* EXERCISE AIM *
Count the lines in the records below that contain the word "shirt". Reply with the number alone.

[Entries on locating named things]
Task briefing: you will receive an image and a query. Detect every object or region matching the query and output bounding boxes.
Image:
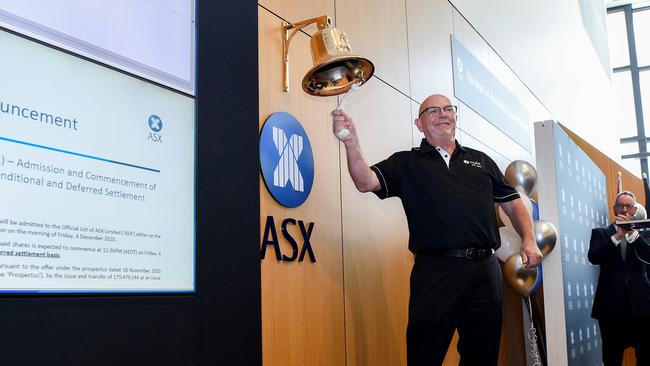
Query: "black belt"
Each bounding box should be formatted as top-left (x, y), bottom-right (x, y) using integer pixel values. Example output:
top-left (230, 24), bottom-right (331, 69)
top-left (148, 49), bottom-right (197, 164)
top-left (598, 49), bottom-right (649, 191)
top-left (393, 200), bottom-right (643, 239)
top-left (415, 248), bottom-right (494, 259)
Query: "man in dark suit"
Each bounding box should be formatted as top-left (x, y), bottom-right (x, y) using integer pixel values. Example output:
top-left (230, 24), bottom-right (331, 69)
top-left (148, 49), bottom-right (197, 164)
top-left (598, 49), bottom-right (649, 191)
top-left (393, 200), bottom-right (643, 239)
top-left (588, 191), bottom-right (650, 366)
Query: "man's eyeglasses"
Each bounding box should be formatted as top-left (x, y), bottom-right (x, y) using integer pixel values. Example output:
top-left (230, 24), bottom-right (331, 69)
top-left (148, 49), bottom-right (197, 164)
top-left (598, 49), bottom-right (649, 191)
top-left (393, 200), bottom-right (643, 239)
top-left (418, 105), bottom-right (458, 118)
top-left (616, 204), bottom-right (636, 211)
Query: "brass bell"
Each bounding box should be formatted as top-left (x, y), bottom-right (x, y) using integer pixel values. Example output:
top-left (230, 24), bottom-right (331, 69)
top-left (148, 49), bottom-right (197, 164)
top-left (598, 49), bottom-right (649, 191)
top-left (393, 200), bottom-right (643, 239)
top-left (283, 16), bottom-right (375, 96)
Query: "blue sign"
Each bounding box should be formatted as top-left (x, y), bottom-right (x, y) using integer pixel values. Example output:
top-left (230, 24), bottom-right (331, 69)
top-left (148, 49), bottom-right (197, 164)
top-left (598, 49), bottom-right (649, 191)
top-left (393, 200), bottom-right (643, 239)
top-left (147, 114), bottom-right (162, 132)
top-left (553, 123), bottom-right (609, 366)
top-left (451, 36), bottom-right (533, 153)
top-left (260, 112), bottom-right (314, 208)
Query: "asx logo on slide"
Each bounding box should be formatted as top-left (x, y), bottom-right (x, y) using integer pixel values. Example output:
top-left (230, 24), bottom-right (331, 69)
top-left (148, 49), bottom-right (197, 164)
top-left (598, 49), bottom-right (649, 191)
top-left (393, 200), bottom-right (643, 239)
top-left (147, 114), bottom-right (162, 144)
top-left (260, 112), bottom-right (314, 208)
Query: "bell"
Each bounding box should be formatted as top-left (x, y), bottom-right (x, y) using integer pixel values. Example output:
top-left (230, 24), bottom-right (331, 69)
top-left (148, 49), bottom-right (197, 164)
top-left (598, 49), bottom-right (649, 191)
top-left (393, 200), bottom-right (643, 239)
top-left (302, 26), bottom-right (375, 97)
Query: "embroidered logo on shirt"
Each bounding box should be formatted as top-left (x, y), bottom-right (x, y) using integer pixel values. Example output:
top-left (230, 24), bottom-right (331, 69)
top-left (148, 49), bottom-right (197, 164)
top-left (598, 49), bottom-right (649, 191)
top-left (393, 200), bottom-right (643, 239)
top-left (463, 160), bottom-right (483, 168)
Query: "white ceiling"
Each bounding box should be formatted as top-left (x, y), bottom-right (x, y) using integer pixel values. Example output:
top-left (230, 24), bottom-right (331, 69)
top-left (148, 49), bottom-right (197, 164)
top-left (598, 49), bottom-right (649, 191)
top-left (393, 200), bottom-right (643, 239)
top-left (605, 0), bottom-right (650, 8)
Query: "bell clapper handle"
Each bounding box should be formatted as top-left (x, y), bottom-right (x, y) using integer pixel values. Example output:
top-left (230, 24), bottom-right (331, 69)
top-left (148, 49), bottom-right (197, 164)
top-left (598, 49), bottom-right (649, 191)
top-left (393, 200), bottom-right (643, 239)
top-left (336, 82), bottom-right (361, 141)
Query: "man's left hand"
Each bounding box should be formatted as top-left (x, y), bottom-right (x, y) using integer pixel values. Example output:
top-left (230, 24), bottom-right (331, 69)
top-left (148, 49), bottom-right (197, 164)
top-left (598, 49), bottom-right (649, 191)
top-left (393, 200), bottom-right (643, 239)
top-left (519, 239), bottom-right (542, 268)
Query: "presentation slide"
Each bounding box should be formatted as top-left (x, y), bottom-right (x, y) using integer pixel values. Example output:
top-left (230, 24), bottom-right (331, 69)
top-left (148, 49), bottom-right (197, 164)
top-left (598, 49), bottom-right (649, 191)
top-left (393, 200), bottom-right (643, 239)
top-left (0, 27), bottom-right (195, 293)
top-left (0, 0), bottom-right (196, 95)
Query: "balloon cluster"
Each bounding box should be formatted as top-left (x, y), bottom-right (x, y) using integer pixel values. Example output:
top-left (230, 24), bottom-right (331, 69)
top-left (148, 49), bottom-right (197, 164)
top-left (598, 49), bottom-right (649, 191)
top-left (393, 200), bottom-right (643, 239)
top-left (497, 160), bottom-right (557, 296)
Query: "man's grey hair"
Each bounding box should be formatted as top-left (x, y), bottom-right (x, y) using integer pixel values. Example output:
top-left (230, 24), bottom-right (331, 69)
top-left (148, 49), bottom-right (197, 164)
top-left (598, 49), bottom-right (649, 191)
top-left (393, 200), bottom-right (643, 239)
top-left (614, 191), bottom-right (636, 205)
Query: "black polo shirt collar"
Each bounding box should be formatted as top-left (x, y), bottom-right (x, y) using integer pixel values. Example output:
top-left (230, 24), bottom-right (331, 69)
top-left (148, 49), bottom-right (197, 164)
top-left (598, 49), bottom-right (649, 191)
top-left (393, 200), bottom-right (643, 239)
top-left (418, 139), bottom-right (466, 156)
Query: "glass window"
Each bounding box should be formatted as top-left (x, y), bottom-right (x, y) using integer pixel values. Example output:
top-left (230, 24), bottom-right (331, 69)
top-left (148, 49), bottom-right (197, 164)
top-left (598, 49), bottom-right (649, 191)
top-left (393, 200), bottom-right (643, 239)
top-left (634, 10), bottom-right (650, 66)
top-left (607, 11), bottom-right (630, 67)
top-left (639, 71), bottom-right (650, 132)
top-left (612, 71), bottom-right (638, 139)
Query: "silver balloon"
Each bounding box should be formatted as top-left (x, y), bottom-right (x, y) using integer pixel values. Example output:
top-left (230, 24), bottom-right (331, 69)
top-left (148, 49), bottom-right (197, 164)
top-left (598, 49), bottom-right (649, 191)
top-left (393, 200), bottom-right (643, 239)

* TASK OUTPUT *
2